EXTRACTED TEXT |
*** Block opens ***

Jimmy Carter's father, according to his biographers, was also a withholding patriarch for whom his son, Jimmy, could never do enough to win his affection or praise. One even goes so far as to say that Carter's propensity to laugh without seeming motivation when speaking in public was the result of a lifetime of accumulated anger. Much of it derived from his father's severity. It was, in a manner of speaking, a nervous laugh that attempted to obscure the frustration and anger he felt from an unhappy, caustic childhood relationship with his Daddy.

Ronald Reagan's father was a lifelong alcoholic who moved his family from town to town across the Midwest in an attempt to find work and change his luck. He was unsuccessful in many ways--never able to provide for his family, establish a sustainable relationship with his wife, or provide emotional support for his children. Son Ronald was so wounded by his upbringing, though he was a great storyteller, that he barely mentioned him. It was as if these memories were so painful that he excised his father from the narrative of his life in an attempt to get out from under the memories of his gnawing presence.

*** Block closes ***

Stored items
*** Block opens ***

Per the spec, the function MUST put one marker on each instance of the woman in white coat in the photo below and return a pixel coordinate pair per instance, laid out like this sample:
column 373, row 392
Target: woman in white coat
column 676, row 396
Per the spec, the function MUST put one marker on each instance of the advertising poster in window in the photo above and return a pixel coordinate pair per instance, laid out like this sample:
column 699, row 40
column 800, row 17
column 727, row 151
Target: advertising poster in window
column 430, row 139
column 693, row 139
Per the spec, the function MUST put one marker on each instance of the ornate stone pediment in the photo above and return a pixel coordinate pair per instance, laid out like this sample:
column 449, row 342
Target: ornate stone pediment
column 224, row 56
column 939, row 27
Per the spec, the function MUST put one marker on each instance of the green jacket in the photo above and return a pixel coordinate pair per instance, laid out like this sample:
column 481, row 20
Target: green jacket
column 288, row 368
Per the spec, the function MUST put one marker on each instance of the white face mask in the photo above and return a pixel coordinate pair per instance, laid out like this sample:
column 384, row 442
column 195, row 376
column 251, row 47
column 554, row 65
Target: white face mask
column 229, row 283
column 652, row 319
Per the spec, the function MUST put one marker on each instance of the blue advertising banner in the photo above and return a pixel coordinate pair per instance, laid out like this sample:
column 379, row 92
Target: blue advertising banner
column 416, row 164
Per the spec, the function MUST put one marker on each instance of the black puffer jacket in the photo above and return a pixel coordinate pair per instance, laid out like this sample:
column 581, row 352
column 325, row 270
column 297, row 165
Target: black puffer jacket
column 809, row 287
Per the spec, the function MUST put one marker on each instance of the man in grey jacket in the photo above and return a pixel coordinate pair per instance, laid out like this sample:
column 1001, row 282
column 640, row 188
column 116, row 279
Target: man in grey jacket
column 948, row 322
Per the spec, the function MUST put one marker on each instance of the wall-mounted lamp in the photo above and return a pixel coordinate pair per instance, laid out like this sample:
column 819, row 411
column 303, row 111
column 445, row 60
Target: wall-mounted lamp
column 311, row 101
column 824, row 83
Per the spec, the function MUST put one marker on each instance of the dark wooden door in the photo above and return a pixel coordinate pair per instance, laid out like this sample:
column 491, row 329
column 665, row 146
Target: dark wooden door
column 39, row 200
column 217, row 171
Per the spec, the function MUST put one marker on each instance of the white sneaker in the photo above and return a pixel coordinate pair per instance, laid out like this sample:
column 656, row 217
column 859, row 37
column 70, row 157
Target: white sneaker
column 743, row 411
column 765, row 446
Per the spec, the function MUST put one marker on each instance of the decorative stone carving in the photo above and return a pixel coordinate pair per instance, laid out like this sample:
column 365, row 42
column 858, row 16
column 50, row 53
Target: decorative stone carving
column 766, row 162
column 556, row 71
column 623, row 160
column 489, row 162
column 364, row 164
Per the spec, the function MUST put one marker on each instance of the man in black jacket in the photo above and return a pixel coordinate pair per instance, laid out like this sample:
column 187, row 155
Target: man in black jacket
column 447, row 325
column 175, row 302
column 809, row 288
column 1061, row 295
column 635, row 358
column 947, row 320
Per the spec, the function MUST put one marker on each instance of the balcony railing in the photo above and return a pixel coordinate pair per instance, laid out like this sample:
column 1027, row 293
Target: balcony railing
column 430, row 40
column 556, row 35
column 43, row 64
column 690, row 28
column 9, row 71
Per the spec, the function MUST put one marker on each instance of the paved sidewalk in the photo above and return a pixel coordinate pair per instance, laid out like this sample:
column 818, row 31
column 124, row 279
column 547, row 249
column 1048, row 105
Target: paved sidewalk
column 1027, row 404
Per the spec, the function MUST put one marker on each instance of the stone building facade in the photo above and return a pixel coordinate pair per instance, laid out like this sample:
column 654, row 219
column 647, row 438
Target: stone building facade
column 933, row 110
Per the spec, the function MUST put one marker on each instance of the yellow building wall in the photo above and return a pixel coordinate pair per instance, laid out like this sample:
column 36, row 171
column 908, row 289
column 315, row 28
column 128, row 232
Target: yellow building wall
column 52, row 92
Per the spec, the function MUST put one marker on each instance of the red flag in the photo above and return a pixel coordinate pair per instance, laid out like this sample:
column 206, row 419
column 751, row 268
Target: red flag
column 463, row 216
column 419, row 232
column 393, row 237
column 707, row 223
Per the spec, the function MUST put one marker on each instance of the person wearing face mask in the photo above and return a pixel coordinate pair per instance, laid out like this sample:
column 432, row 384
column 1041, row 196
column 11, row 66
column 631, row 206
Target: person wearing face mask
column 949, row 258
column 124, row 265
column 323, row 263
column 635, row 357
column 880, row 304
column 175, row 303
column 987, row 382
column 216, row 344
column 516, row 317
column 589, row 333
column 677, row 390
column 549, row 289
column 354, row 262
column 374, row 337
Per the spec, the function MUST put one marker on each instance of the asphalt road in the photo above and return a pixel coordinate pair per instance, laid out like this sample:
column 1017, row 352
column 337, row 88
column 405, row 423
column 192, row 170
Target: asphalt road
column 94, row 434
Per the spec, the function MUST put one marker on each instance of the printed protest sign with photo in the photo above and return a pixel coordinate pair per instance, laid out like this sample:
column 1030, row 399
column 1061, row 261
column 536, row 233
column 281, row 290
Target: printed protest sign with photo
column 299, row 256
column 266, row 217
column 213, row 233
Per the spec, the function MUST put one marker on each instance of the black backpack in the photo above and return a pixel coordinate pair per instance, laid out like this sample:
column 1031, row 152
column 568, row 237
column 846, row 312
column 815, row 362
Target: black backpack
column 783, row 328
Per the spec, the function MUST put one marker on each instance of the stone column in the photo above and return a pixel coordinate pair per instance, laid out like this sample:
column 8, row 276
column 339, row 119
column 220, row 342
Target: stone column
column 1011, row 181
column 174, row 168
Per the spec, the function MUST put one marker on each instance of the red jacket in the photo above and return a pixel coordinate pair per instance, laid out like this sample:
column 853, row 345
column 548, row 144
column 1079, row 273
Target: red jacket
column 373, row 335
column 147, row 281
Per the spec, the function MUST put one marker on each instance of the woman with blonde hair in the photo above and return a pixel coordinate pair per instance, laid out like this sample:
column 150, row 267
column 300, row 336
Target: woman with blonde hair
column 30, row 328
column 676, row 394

*** Block closes ***

TASK SET |
• 1. In the passage about presidents' fathers, why did Ronald Reagan's father move his family from town to town across the Midwest?
• 2. Pick up the passage about presidents' fathers after its final sentence and carry it forward.

ANSWERS BY TASK |
• 1. To find work and change his luck.

• 2.
Both Bush presidents, though they achieved the ultimate political prize, never felt they were worthy of their fathers' love or pride. George H.W. Bush's father, Prescott, was a successful financier and later, when elected to the U.S. Senate, was held in high esteem by his congressional colleagues. To him, his children could never do or accomplish enough to earn his fulsome praise. No matter how much George achieved it was never enough. Like many presidential fathers he was emotionally aloof from his boys, never making them feel appreciated or affirmed.

Bill Clinton's biological father died three months before Bill was born. His mother some years later remarried and Bill took his stepfather's name. But the marriage to his mother did not last and after she divorced him, he drifted out of young Bill's life. So in many ways Bill Clinton was fatherless and many who have studied his life and written about him claim that the emotional void that was the result of this unsatisfying family life helps explain his undisciplined nature as a politician, family member, and man.

George W. Bush, son of the 41st president, also felt his father's emotional coolness and thus tried desperately to please him. Many say that his decision to invade Iraq and overthrow Saddam Hussein was to "finish the job" his father left unresolved when he had American troops come to the aid of Kuwait, which had been invaded by Iraq, and to surpass him as a wartime president. Also, some historians feel that his turning to Dick Cheney to serve as his vice president and cede to him so much of the power of the presidency was the result of Bush's impulse to seek substitutes for his biological parent, in the hope that they would offer him the affirmation he so desperately needed.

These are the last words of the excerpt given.